### Aim
Which lines in the data below contain the word "cliff"? List each of those lines in full.

==== Listed entries

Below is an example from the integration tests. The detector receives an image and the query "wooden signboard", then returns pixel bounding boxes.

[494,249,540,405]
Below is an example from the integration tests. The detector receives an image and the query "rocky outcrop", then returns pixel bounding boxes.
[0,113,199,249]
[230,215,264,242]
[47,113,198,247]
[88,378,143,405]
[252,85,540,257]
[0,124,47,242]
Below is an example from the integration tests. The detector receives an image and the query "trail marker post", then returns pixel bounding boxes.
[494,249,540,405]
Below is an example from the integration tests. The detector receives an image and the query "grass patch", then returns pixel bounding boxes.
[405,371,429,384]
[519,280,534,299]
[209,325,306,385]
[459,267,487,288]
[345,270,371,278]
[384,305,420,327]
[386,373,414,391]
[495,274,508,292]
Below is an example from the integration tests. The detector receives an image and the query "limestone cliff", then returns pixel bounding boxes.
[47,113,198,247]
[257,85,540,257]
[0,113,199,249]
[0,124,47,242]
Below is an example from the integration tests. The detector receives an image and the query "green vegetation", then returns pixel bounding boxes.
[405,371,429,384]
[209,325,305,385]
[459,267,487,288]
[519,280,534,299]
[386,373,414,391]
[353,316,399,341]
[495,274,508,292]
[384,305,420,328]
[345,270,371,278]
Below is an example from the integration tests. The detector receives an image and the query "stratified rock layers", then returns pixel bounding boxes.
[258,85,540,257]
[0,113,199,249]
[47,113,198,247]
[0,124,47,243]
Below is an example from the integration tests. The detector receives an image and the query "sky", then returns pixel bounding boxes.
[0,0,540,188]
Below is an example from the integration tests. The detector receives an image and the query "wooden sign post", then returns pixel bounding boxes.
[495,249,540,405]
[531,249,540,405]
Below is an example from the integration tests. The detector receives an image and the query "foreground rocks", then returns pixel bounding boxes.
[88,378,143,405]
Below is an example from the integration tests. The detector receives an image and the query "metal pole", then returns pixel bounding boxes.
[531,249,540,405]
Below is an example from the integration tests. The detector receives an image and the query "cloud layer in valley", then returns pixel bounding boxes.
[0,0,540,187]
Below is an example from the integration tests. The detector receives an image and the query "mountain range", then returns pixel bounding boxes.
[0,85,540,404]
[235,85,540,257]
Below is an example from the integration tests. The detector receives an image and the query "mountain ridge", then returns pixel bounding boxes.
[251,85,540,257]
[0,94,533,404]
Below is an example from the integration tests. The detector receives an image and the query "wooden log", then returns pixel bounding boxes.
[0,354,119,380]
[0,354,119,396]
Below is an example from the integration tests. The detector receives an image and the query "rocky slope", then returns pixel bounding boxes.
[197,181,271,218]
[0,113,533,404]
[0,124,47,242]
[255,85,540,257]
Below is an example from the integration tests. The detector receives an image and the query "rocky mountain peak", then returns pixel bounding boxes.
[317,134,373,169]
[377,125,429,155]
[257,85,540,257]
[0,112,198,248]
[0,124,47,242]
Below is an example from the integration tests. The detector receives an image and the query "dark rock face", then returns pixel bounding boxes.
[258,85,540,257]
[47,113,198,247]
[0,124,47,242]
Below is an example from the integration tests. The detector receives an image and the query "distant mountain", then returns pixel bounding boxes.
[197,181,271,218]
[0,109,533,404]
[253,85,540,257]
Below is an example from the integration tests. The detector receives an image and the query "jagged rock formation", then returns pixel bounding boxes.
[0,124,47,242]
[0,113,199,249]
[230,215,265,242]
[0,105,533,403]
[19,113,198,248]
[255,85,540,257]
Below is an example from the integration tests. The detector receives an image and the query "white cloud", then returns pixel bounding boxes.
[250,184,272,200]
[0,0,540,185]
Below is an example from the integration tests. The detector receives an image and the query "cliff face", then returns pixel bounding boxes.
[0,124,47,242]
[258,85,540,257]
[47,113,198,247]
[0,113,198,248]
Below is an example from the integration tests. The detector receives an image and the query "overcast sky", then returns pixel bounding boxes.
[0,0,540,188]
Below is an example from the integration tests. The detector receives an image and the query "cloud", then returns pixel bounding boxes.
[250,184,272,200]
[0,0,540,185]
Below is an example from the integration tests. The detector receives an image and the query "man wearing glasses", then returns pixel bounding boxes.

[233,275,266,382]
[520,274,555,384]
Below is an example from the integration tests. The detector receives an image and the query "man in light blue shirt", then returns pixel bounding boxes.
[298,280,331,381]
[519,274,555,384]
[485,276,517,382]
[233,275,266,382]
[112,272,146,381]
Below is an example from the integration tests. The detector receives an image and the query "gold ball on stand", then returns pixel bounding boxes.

========

### Exercise output
Below is an example from the integration tests. The detector receives an image and the query "limestone cliff", then returns pixel bounding boxes.
Below is an example from the integration tests. The detector receives an image and the query "cliff face", then returns pixel bounding boxes.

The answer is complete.